Dataset records about object locations:
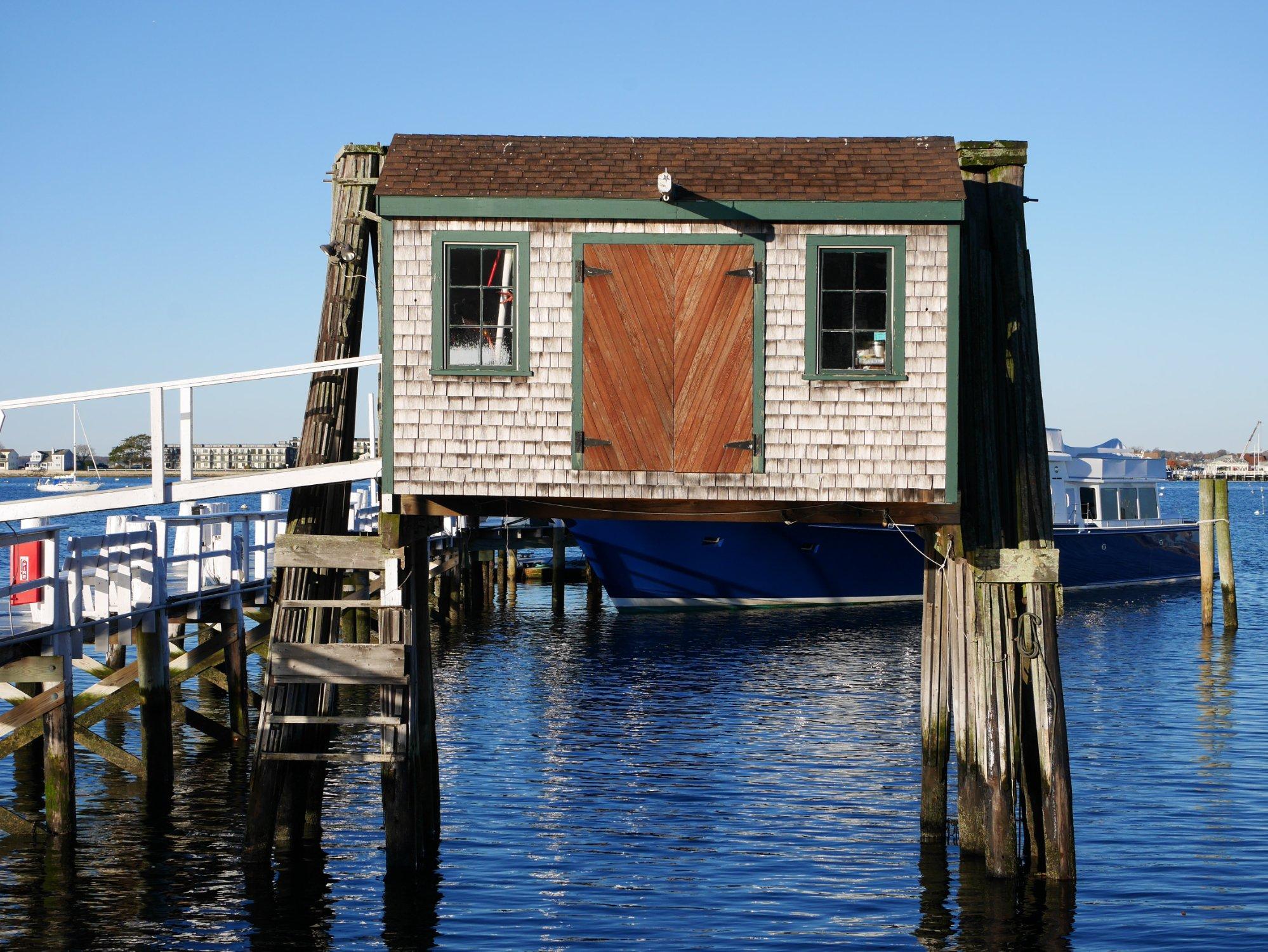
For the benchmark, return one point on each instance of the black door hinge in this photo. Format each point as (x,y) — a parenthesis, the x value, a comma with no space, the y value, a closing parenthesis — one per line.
(755,273)
(580,442)
(583,272)
(753,446)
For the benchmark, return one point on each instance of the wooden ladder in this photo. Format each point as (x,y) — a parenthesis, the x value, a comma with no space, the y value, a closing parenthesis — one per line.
(327,664)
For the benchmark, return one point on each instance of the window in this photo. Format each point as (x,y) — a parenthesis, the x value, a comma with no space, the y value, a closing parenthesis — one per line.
(1088,502)
(855,306)
(1148,502)
(480,308)
(1109,502)
(1128,502)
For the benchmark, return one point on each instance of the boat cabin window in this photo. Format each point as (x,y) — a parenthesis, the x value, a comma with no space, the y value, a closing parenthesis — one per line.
(1088,502)
(1148,502)
(1128,502)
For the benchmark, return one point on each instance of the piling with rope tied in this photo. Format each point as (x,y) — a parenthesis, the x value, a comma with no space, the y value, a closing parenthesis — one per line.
(1206,546)
(1224,553)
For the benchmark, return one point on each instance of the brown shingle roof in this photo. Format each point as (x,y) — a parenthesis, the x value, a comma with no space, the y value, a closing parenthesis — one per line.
(722,169)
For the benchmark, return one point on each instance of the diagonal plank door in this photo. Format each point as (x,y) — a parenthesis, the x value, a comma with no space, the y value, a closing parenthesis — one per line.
(628,358)
(713,358)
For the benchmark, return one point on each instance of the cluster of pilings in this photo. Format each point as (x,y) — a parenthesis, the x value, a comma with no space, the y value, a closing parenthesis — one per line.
(991,667)
(1215,540)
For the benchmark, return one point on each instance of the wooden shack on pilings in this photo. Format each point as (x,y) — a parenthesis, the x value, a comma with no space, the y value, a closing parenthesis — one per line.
(770,330)
(826,329)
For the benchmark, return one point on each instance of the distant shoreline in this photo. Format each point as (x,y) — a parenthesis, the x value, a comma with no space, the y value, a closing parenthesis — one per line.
(122,473)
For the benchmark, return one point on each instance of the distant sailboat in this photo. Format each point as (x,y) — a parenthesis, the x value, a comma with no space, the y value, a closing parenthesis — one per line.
(71,483)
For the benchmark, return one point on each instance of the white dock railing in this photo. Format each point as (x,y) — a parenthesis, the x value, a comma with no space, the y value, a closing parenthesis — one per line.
(143,567)
(187,487)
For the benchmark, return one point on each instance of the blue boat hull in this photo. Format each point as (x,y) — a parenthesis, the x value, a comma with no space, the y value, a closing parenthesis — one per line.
(737,564)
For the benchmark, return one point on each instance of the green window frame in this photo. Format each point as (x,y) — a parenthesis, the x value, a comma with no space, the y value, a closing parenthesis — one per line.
(443,288)
(894,246)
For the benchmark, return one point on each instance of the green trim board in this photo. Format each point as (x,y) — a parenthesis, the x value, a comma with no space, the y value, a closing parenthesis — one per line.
(897,326)
(387,369)
(579,249)
(656,211)
(439,336)
(953,399)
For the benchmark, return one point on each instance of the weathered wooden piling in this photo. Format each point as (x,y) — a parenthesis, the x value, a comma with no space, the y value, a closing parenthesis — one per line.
(935,694)
(1224,552)
(60,748)
(1206,546)
(594,590)
(154,684)
(326,438)
(557,568)
(235,671)
(1007,700)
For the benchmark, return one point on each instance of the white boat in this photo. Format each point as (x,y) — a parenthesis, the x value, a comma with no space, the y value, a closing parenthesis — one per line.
(71,483)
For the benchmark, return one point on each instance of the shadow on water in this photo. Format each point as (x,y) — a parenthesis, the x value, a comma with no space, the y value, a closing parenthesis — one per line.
(977,912)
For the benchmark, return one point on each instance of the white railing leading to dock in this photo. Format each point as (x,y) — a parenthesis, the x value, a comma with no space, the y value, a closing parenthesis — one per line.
(187,488)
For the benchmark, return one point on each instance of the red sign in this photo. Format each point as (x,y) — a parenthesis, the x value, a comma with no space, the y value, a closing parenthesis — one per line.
(25,562)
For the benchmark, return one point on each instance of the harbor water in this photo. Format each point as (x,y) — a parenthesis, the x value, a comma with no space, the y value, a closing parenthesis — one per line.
(711,780)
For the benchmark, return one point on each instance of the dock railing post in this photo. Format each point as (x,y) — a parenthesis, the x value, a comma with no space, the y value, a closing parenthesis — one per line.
(1224,552)
(1206,546)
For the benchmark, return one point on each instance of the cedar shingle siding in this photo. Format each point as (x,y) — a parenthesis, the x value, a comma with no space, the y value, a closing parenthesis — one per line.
(722,169)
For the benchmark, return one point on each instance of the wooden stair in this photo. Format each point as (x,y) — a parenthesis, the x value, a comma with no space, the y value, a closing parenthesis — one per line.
(325,666)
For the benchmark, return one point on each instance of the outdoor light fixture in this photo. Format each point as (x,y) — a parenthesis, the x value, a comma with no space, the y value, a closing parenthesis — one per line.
(664,183)
(341,250)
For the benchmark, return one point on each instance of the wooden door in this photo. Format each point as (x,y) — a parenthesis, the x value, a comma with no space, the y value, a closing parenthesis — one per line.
(713,358)
(667,358)
(628,358)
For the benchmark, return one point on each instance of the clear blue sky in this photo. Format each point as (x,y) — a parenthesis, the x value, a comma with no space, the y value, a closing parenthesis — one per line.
(164,194)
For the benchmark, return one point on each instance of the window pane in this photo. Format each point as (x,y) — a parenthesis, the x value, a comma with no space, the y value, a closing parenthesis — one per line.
(1088,502)
(1128,502)
(1148,502)
(836,350)
(1109,502)
(871,272)
(498,348)
(463,265)
(835,311)
(870,350)
(836,269)
(465,347)
(498,307)
(463,306)
(870,311)
(498,268)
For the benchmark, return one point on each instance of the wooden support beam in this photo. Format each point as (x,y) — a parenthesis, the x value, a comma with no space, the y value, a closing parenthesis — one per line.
(199,722)
(925,507)
(103,748)
(18,826)
(1224,550)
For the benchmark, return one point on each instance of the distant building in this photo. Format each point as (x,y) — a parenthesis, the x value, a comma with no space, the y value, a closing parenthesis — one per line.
(235,456)
(52,461)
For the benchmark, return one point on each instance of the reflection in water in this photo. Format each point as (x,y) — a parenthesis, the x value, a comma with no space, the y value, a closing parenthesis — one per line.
(700,780)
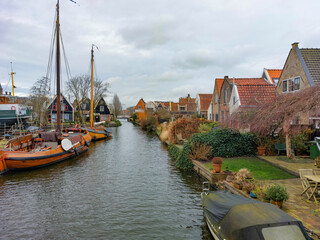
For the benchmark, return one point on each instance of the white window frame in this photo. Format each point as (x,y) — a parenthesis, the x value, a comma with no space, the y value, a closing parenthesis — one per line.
(291,84)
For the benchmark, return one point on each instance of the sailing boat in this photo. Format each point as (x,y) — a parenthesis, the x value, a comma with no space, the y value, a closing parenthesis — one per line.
(44,148)
(96,133)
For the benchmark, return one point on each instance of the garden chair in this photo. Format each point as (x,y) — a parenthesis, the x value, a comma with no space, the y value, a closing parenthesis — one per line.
(306,185)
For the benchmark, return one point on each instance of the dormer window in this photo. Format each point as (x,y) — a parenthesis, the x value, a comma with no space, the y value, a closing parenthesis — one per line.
(291,85)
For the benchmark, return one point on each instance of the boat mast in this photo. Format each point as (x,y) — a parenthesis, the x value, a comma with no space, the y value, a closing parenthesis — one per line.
(58,71)
(12,73)
(91,112)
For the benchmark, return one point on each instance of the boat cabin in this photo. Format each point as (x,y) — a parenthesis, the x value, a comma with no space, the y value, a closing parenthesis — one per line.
(67,111)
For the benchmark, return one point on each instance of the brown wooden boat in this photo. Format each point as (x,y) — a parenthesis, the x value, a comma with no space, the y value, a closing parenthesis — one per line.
(38,150)
(44,148)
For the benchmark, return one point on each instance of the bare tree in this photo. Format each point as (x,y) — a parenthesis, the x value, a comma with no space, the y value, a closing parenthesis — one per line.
(39,93)
(287,108)
(100,89)
(116,106)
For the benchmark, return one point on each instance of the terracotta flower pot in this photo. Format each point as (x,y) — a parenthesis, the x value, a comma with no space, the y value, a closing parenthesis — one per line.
(278,203)
(237,185)
(261,151)
(216,167)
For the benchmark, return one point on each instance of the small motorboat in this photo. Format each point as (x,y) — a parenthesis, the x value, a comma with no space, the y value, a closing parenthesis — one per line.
(233,217)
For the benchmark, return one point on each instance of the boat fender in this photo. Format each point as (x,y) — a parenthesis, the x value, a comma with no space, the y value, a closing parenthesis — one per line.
(76,151)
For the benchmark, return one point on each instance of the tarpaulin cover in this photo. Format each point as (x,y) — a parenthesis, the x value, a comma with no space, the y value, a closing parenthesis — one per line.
(242,218)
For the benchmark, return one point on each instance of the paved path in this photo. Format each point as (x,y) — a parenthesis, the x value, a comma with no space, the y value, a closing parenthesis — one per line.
(298,206)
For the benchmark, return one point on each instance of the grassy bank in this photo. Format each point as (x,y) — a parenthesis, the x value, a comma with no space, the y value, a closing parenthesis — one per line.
(260,170)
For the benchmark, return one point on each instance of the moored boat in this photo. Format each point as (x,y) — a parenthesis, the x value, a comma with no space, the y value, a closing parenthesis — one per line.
(38,150)
(233,217)
(44,148)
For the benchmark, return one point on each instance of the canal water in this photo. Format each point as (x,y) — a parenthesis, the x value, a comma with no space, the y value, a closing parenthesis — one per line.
(123,188)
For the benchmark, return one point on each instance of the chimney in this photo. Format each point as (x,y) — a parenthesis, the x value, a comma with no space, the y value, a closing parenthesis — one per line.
(295,45)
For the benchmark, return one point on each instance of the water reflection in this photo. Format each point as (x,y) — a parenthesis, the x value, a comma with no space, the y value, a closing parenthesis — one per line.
(125,188)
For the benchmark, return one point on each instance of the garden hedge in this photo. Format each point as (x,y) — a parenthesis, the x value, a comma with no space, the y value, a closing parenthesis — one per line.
(223,142)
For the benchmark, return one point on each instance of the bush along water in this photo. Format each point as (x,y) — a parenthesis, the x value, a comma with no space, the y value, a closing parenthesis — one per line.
(222,142)
(174,151)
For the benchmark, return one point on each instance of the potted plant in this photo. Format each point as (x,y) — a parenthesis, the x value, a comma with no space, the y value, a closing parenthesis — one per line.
(261,149)
(260,191)
(217,163)
(277,194)
(249,186)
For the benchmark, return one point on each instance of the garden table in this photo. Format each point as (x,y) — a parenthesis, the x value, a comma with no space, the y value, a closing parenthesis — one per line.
(315,179)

Directions for this task
Copy only the stretch running from the line containing "of the moored" to the final line of the entries, both ends included, exactly as it stands.

Full output
For the benchmark, return one point on each instance of the moored boat in this photo. Format each point as (x,y) — a parenthesis, the x value, a comma with no space, the y value, a closing parenthesis — one per line.
(38,150)
(233,217)
(44,148)
For the benchmark, return one point on each instance of the canal water in this photo. Format each point as (x,y) — a parenthesis, the x value, a comma with no space, the y value, a closing parenthesis — one per line.
(123,188)
For the benchmark, return one point on each instance of the chimney in this photo. Format each point as (x,y) — a parenthesis, the x value, a comma with no space, the y value, a closing parenthesis — one per line.
(295,45)
For the benchmark, return one point on each instance of the water reflection in this photo. Format each point as (x,y) — a parenthesis, the x value, a comma with no space, the y value, a closing parenthesis — one per line.
(125,188)
For the benchmark, return one point on each instance of the garden hedge in this photo. Format each point as (x,y) — a parenthesis, the x value, a comma with no space, the y value, a closing parenthesis — one per line.
(223,142)
For the benchmark, return one point on each instance of the bush along water in this photo. Format each point as (x,y) — a parenthesis, the x value, a comma with no space, the y value, a closing parenthesis — one per line.
(222,142)
(174,151)
For the benchmark, return one point on each instance of the potted plant in this photo. Format each point as (x,y) — a parenthesis, the x value, a comma with no space, the y value, a closing parenthesis — one per line.
(261,149)
(260,191)
(217,163)
(277,194)
(249,186)
For the benchmark, return one point on each instance of the garden table in this photo. Format each point as (x,y) — a parenthesis, the x value, a comma with no space, the y value, a closing parenthesis — one per line.
(315,179)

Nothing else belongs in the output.